-- RAW RECORDS --
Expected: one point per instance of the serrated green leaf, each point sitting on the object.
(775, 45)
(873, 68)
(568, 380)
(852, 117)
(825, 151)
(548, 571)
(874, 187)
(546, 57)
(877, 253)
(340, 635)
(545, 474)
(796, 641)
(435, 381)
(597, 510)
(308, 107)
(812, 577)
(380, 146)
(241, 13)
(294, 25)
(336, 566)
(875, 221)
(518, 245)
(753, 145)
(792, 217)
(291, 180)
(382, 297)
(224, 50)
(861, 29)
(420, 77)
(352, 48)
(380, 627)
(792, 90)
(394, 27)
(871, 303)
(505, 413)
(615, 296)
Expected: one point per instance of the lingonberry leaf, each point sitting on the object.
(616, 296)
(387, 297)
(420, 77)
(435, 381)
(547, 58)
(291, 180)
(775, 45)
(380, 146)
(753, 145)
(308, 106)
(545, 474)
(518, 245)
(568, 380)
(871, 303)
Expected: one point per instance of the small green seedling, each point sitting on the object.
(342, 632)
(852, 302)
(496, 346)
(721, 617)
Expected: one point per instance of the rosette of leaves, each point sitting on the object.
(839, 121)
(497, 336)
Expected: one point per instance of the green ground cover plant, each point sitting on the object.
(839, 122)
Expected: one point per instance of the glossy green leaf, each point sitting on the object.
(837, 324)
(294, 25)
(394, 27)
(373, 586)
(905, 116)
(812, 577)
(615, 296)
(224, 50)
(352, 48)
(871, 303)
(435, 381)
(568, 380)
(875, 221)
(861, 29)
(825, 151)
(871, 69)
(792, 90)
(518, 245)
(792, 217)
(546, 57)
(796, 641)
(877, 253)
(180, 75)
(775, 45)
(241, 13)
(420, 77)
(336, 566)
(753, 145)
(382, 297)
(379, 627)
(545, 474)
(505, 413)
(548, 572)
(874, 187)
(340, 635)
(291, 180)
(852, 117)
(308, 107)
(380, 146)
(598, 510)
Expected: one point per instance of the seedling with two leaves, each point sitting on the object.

-- REQUEST --
Copy out every entry above verbatim, from the first line to the last, with no changes.

-- RESPONSE TO THIS EXERCISE --
Expected: one point per instance of the serrated green leaf, each point sitting on the object.
(775, 45)
(873, 68)
(568, 380)
(852, 117)
(825, 151)
(548, 571)
(874, 187)
(546, 57)
(877, 253)
(340, 635)
(545, 474)
(796, 641)
(435, 381)
(597, 510)
(308, 107)
(812, 577)
(380, 146)
(241, 13)
(294, 25)
(336, 566)
(875, 221)
(518, 245)
(753, 145)
(792, 217)
(291, 180)
(382, 297)
(224, 50)
(861, 29)
(420, 77)
(352, 48)
(380, 627)
(792, 90)
(394, 27)
(871, 303)
(505, 413)
(615, 296)
Expected: one point per instance of the lingonberry leaf, each point sitting on the object.
(616, 296)
(387, 297)
(420, 77)
(435, 381)
(547, 58)
(291, 180)
(775, 45)
(380, 146)
(753, 145)
(308, 106)
(545, 474)
(518, 245)
(568, 380)
(871, 303)
Expected: one point per instance of the small green seedling, each point sitting on the object.
(342, 632)
(852, 302)
(496, 346)
(721, 617)
Expected: one point per instance of the rosette of leaves, each point sitting on the object.
(839, 121)
(497, 336)
Expected: one point per instance of the green ground cover plant, each point sitting on the object.
(839, 122)
Expected: one point per instance of the glossy green leaf, each point sitting on the object.
(837, 324)
(294, 25)
(394, 27)
(373, 586)
(905, 116)
(812, 577)
(615, 296)
(224, 50)
(352, 48)
(871, 303)
(435, 381)
(568, 380)
(875, 221)
(861, 29)
(825, 151)
(871, 69)
(792, 90)
(518, 245)
(792, 217)
(546, 57)
(796, 641)
(877, 253)
(180, 75)
(775, 45)
(241, 13)
(420, 77)
(336, 566)
(753, 145)
(382, 297)
(379, 627)
(545, 474)
(505, 413)
(548, 572)
(874, 187)
(340, 635)
(291, 180)
(852, 117)
(308, 107)
(380, 146)
(598, 510)
Expected: one point per instance of the seedling with two leaves, each point sitting on the object.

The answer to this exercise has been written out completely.